EXTRAIT DU TEXTE:
Question difficile. J’aurais tendance à dire que, sur les dernières années il y a Jearc (Local 54 Studio), avec qui j’ai enregistré cet album et qui me donne confiance dans ce que je suis capable de produire musicalement et, sans doute, Michel Basly qui sait faire « sortir le rock de ma pop »… Mais sinon, j’ai joué avec énormément de musiciens et chacun (ou presque) m’a fait évoluer.
Question Spinal Tap : Quelle est la chose la plus stupide qui te soit arrivée ?
Je n’ai pas une très bonne mémoire de ma propre vie. J’oublie assez facilement des pans entiers de mon existence. Je suis le contraire d’un hypermnésique… mais je retiens les chiffres. Je pourrais sans doute retrouver une chose stupide, pas certain que ce soit la plus stupide. Assez récemment il m’est arrivé de me pointer au bureau avec ma valise, pour un déplacement… prévu pour le lendemain… Est-ce assez stupide ?
Question amusante : Quelle est la chose la plus amusante qui te soit arrivée ?
Très franchement, j’espère qu’il m’arrive souvent des choses amusantes, j’en suis même persuadé… mais je les oublie aussi. Ah oui, en prenant le petit-déjeuner sur la terrasse du Lido Beach à Hyères, magnifique établissement tenu par Spagh, le guitariste des Cryptones, je me suis fait chipé mon pain au chocolat par une mouette. En fait, je ne sais pas si c’est le plus amusant ou le plus stupide.
Question artistique: Quel livre, quel film, quelle série télé, quelle émission de radio, quelle BD aimes-tu vraiment ?

CONSIGNE DÉTAILLÉE:
Poursuivez l'interview musicale en écrivant la suite après la question sur les livres, films et séries préférés.

LIGNES DE DONNÉES:
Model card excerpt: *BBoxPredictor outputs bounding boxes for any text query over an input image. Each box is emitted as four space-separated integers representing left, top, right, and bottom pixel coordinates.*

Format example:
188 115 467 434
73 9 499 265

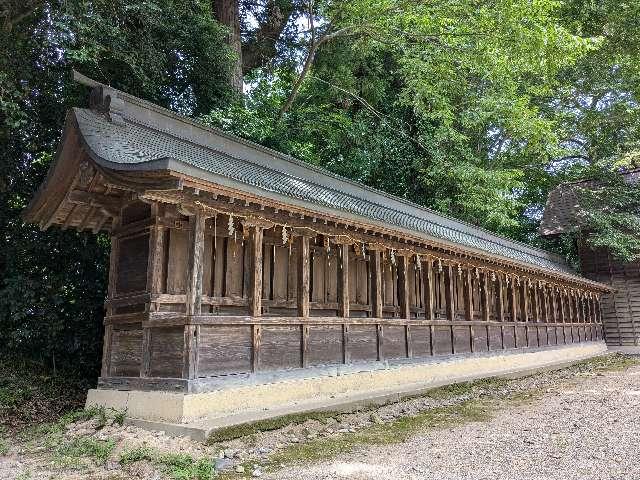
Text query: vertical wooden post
100 217 120 377
540 285 549 323
186 209 206 315
100 325 113 377
480 272 491 322
397 253 411 319
422 260 434 320
242 219 270 317
509 278 518 322
369 249 383 318
462 268 473 322
494 273 504 350
338 243 351 318
520 280 529 322
443 265 456 353
296 235 310 318
182 208 206 379
442 265 456 322
494 274 504 322
531 283 540 323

RÉPONSE ASSOCIÉE:
Pour les livres, j’ai cité Boris Vian, mais un de mes livres favoris est “Des fleurs pour Algernon” que j’ai dû acheter un nombre incalculable de fois, prêter et racheter. Un film préféré je ne pense pas, mais j’ai du regarder plus d’une vingtaine de fois chacun « l’armée des douze singes », « usual suspects » et « seven »… et les films de Lautner ! Pour les séries télé c’est évidemment « The Avengers » et dans les plus récentes « Breaking Bad ». Je ne suis pas très radio, c’est un mode de fonctionnement, dicté par les horaires qui ne me convient pas vraiment. En BD je suis fan absolu de Gotlib, de Gaston Lagaffe et j’adore les dialogues dans Achille Talon.
Question technologique: Quel est ton sentiment par rapport à l'évolution des supports technologiques pour la diffusion de la musique (du 45 tours au téléchargement et au streaming). Es-tu plutôt nostalgique ou fataliste ?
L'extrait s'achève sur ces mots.